→ Questions to answer
a. In the lockdown essay, which two Latin parts is the word "consider" said to come from, and what do they mean?
b. Using the lockdown essay, explain where the writer suspects the panic came from.
c. Continue the lockdown essay from its last sentence.
Top of Source document
I love the word ‘consider’. It comes from the latin con, meaning ‘with’ and sider -the stars. A good place to start for an overview, I feel.
For those of us who haven’t succumbed to the virus itself, it has had two major consequences. The first is that most of us are enclosed in our own homes and can only go out of our front door for essential reasons, such as shopping for food. The second is that when we venture outside our front door we must observe social distancing: two metres apart from any other human being. No personal contact with anyone other than those with whom we share our living space. If we live alone, we have physical contact with no other human being.
These are profound changes. The habits of the human race have had to take a handbrake turn in a matter of weeks. Our routines have been torn to shreds. The routine of getting up, getting ready for the day, going out to work. The routines of socialising: going out with others for something to eat or watching a performance together. All are gone. It is astounding that we have been able to even attempt this change in behaviour on such a scale.
I suspect that this, in part, is where the panic came from. For a start, there is the financial uncertainty: will I have a job to go to when this is all over? And in the meantime, how will I manage? The lives in us that are conditioned to such regularity must be shrieking: where is my certainty? What will I do?
The isolation in one’s own home has been, for the writer, quite strange. I would have thought that, with so few distractions, I would get on with all those projects I had been meaning to do. Instead, I have slept a lot. I have hardly read a book — and I tend to read a lot of books. It is as if the physical lockdown has corresponded with a mental one too. I have been forced indoors both physically and psychically.
And in the quiet of no aeroplanes, less traffic, less distraction, the being forced inwards, it is starting to dawn that something else can make itself known. I have been thinking about mealtimes, and putting more attention into preparing them. The garden is getting a lot of attention too. It is spring in the UK, and the birdsong is loud at this time of year. But this year it is dramatic.
Bottom of Source document
Top of Entries supplied
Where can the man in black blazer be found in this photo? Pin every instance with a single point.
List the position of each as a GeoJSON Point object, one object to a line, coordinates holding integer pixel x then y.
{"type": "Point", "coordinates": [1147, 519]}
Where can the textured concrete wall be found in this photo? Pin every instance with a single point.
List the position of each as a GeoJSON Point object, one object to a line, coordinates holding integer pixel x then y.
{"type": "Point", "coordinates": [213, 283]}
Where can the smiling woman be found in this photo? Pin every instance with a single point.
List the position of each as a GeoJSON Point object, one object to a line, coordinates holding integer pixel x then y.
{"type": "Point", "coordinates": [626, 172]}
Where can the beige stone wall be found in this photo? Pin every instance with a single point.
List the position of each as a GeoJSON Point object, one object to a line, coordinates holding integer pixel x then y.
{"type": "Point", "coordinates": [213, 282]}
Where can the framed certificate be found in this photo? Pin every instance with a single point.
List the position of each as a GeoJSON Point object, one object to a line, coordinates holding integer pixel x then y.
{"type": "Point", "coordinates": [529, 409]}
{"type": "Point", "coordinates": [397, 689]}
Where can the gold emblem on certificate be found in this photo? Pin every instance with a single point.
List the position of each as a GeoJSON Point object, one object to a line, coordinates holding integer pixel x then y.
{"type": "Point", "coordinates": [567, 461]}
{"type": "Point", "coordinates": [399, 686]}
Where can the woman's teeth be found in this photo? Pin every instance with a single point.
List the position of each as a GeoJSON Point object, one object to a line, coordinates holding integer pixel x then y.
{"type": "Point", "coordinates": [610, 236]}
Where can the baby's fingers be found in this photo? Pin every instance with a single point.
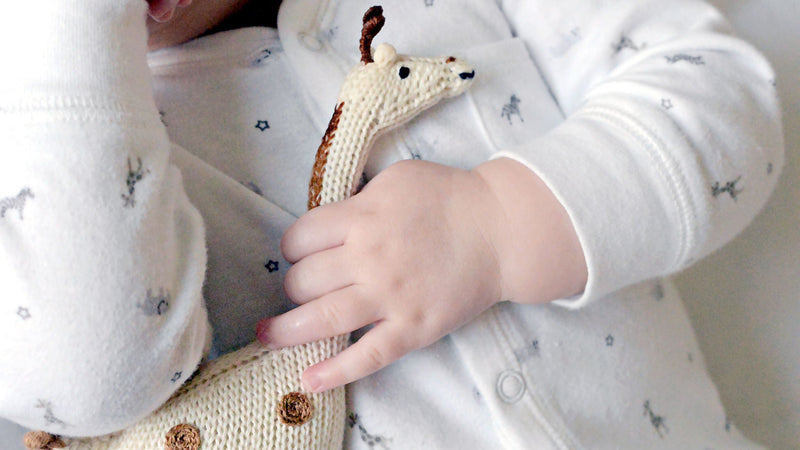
Bottom of Entries supplied
→ Response list
a. "Con," meaning "with," and "sider," meaning the stars.

b. The writer links the panic partly to the sudden loss of everyday routines, such as going out to work and socializing, and to financial uncertainty about jobs and getting by in the meantime. Lives conditioned to such regularity are left crying out for certainty.

c.
In late March, just into the lockdown, I noticed the planet Venus each evening in the sky above our garden. It was very bright in the sky to the west. I followed it as it lined up with the new moon until it was in front of the Pleiades a couple of weeks later (which can be seen with good binoculars). A breathtaking sight. The Pleiades are on the edge of the constellation of Taurus. From the position of Venus I could work out that the Sun, which had just set over the horizon, was in Pisces. The full moon on the 7th of April was on the other side of the sky, so it was in the constellation of Virgo. But for me the amazing thing is, I could feel it. The world is quiet enough for me to feel this immense realm we are moving within.
It makes me wonder why astrologers (who would tell you that the Sun was in Aries and the moon was in Libra) stopped looking at the sky and relied on charts and tables. They only have to look upwards to see that their charts and tables do not match what is overhead, there to see. Are we now in the time for a new astrology? Can we look at the sky anew?
It is as if I have been forced to abandon the routines I have been trained into — worrying about money, or work, or any of the other things that used to fill my life — and in the quiet, other rhythms can make themselves known. Whereas the rhythms I was conditioned into have disappeared, these ones stretch from my garden to the solar system, to the stars and all that surrounds us. They have always been there, but in the short-wave noise of my daily life these subtler, long-wave frequencies were drowned out. The plants know about those rhythms and respond to them through the days and nights and seasons, but in the artificiality of my previous existence I had hardly registered them.
Which means a massive reprogramming. I can feel my systems almost going into shock at the very prospect. Can I trust this larger realm? Will I still be able to go to the supermarket for supplies, and will I be able to pay for them? And again, how will I manage?
In this context, the social distancing requirement is a bit spooky. Our body’s electromagnetic field, our personal space, stretches about a metre out. This requirement means an almost monastic seclusion within our own aura space. Which is just what is needed if we are being reprogrammed.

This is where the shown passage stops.